DOCUMENT EXTRACT:
-- Start --
Agency for Workforce Innovation Director Cynthia Lorenzo said Wednesday that she has heard from some workers who sought compensation from BP for wages lost as a result of the Deepwater Horizon oil spill that they’d been asked if they were receiving state jobless benefits, and told that if they were, their BP claim would be reduced to reflect state assistance.

Lorenzo said that’s not part of the deal – that BP should be meeting its pledge to pay for damages caused by the April 20 explosion of the rig and subsequent leak that has fouled much of the northeastern Gulf of Mexico.

“If they are reducing their lost payment claims we need to know that,” Lorenzo said Wednesday during a meeting in Pensacola of the state’s Oil Spill Recovery Task Force. “We don’t know that for certain yet.”

BP Vice President Darryl Willis, appearing before the task force as BP point man, said he was unaware of any such reductions.

Lorenzo’s query was part of a freewheeling public hearing that included testimony from local businesses and concerns by area lawmakers over the impact of the spill, and of BP payments.

State Rep. Jimmy Patronis, R-Panama City, said BP’s effort to help fisherman is having an unexpected and unintended consequence – crabs not being harvested, oysters not being picked and charter fishing trips cancelled because the boats are being used to search for oil.

In a strange twist to the question of how BP can best help the area recover from the spill, Patronis, who owns a coastal seafood restaurant, said the influx of money into the region is having a “corrosive effect” that is undermining the region’s historic economic base by paying more for recovery efforts – which are only temporary – than would be paid for the normal work usually done here.
-- End --
TASKS TO COMPLETE:
a) Answer these questions using the oil spill article:
(i) What agency does Cynthia Lorenzo direct?
(ii) In what city did the Oil Spill Recovery Task Force meet?
(iii) What kind of business does Jimmy Patronis own?
b) Translate this sentence from the oil spill article into Spanish: "BP Vice President Darryl Willis, appearing before the task force as BP point man, said he was unaware of any such reductions."
c) Proceed with the oil spill article, picking up after its final sentence.
The listing has no connection to the oil spill article.

LISTED ENTRIES:
-- Start --
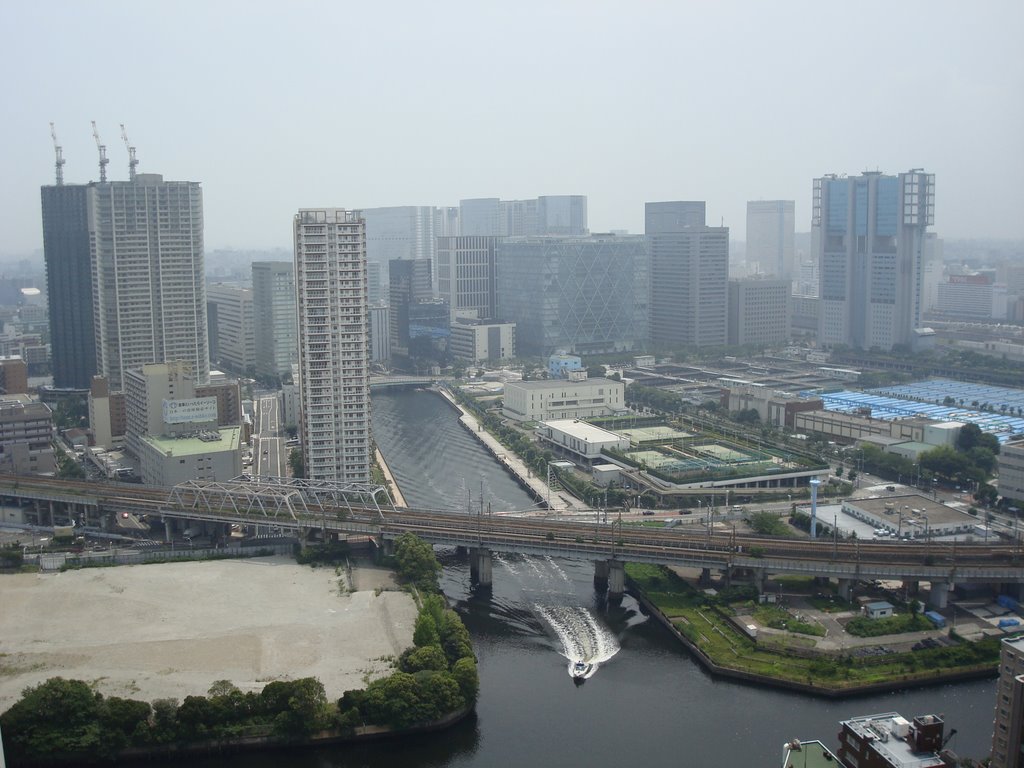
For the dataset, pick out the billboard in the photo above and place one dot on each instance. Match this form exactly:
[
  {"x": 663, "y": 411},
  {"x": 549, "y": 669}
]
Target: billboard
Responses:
[{"x": 195, "y": 411}]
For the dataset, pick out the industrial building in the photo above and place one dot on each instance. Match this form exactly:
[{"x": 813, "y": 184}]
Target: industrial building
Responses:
[{"x": 1008, "y": 736}]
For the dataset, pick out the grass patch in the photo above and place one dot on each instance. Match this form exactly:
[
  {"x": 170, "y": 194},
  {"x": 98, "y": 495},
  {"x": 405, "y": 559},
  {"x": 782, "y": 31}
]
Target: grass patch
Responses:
[
  {"x": 702, "y": 620},
  {"x": 780, "y": 619},
  {"x": 864, "y": 627}
]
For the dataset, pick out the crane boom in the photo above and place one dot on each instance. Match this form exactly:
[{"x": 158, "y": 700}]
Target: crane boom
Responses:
[
  {"x": 102, "y": 154},
  {"x": 132, "y": 161},
  {"x": 59, "y": 153}
]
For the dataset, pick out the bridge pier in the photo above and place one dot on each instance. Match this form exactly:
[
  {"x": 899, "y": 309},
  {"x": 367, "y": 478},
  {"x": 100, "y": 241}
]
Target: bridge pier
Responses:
[
  {"x": 939, "y": 596},
  {"x": 845, "y": 589},
  {"x": 616, "y": 578},
  {"x": 480, "y": 566},
  {"x": 601, "y": 574}
]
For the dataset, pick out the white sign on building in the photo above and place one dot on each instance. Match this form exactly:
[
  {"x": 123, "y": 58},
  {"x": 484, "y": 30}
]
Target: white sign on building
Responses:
[{"x": 197, "y": 410}]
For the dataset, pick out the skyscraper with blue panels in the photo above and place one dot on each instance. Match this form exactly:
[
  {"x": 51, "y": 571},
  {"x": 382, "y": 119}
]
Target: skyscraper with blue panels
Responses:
[{"x": 867, "y": 233}]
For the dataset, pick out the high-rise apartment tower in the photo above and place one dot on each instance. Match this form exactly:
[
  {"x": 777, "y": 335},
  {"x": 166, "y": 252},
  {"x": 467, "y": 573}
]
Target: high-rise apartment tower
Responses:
[
  {"x": 867, "y": 233},
  {"x": 334, "y": 343}
]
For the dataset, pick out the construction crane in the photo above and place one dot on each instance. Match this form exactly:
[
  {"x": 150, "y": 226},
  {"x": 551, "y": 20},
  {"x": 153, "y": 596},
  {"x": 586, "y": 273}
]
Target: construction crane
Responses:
[
  {"x": 102, "y": 154},
  {"x": 59, "y": 153},
  {"x": 132, "y": 161}
]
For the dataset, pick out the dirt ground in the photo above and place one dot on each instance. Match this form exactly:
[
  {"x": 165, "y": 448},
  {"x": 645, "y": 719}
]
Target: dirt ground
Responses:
[{"x": 171, "y": 630}]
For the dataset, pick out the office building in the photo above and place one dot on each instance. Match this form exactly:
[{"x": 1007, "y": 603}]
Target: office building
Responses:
[
  {"x": 480, "y": 341},
  {"x": 1011, "y": 471},
  {"x": 69, "y": 284},
  {"x": 398, "y": 232},
  {"x": 479, "y": 216},
  {"x": 147, "y": 274},
  {"x": 759, "y": 311},
  {"x": 13, "y": 375},
  {"x": 585, "y": 295},
  {"x": 178, "y": 429},
  {"x": 26, "y": 436},
  {"x": 466, "y": 275},
  {"x": 231, "y": 327},
  {"x": 867, "y": 235},
  {"x": 409, "y": 283},
  {"x": 273, "y": 317},
  {"x": 1008, "y": 736},
  {"x": 562, "y": 398},
  {"x": 380, "y": 341},
  {"x": 334, "y": 343},
  {"x": 770, "y": 233},
  {"x": 689, "y": 271}
]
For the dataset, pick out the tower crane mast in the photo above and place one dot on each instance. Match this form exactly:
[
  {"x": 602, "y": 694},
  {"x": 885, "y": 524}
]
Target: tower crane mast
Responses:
[
  {"x": 132, "y": 160},
  {"x": 102, "y": 154},
  {"x": 59, "y": 153}
]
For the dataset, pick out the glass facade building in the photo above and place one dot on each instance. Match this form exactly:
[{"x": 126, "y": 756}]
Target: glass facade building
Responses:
[{"x": 586, "y": 295}]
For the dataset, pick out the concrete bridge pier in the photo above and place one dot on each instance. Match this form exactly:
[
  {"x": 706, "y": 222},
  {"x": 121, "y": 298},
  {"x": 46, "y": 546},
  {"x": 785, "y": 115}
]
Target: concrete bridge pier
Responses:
[
  {"x": 601, "y": 574},
  {"x": 616, "y": 579},
  {"x": 845, "y": 589},
  {"x": 939, "y": 596},
  {"x": 480, "y": 566}
]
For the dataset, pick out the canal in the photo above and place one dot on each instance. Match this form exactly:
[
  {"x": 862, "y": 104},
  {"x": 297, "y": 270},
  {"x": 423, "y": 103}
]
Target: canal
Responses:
[{"x": 647, "y": 704}]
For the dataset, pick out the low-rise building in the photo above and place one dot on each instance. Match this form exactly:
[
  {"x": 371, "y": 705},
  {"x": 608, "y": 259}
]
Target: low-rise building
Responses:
[
  {"x": 26, "y": 436},
  {"x": 579, "y": 439},
  {"x": 889, "y": 740},
  {"x": 557, "y": 399}
]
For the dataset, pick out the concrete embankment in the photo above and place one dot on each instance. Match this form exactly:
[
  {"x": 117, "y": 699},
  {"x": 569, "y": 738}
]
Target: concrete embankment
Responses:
[
  {"x": 396, "y": 496},
  {"x": 512, "y": 463},
  {"x": 896, "y": 683}
]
-- End --
ANSWERS FOR THE TASKS:
a)
(i) The Agency for Workforce Innovation.
(ii) Pensacola.
(iii) A coastal seafood restaurant.

b) El vicepresidente de BP, Darryl Willis, que compareció ante el grupo de trabajo como el hombre clave de BP, dijo que desconocía cualquier reducción de ese tipo.

c)
“We’re about to have a train wreck that you are not going to be able to put back on the track,” Patronis told BP’s Willis.

Patronis says it’s getting more expensive to buy oysters, not because the beds are closed, but because many oyster harvesters have filed lost income claims to BP and are making more money working recovery jobs than they could make working the oyster harvest.

Patronis also argued that the charter fishing business is seeing a similar phenomenon. Boats to take out the tourists who are still coming to the region are hard to find, because captains are

being paid up to $2,000 a day to look for oil, Patronis claimed.

“That money BP is providing to the economy of north Florida is awesome, but also you are … taking individuals who typically have a hard-working work ethic … and paying them more not to do what they normally do,” Patronis said.

Willis said BP is trying to walk a fine line of providing businesses and individuals relief without too many hassles, without discouraging them from getting back on their feet.

“We have an obligation to mitigate that damage through our claims process but at the same time, if there is the ability to go out and work, we want people to go out and work,” Willis said. “If you can go out and fish, go out and fish. If you can go out and crab, go out and crab. The money is intended to be a bridge.”

Many business owners said they need the reimbursements to make ends meet until they can figure out what to do next.

While some complained about too much money, others said BP still isn’t operating efficiently enough.

Jeff Taggart, owner of the Pensacola Beach Marina, said he has lost nearly all of his charter boat slip rental business but did get hired by a BP subcontractor to provide fuel for the vessels.

After nearly a month, though, Taggart has yet to be paid for the fuel, the bill for which last week topped $25,000. To make ends meet, his laid off 12 employees and dropped property and health insurance and is about to be late in filing his workers’ compensation payment to the state, which was due Wednesday.

“If they need some help getting this done, I’ve written tens of thousands of dollars of checks in my life,” Taggart said. “I’ve distributed payments for a long time. I’m more than willing to volunteer to make this happen for everybody.”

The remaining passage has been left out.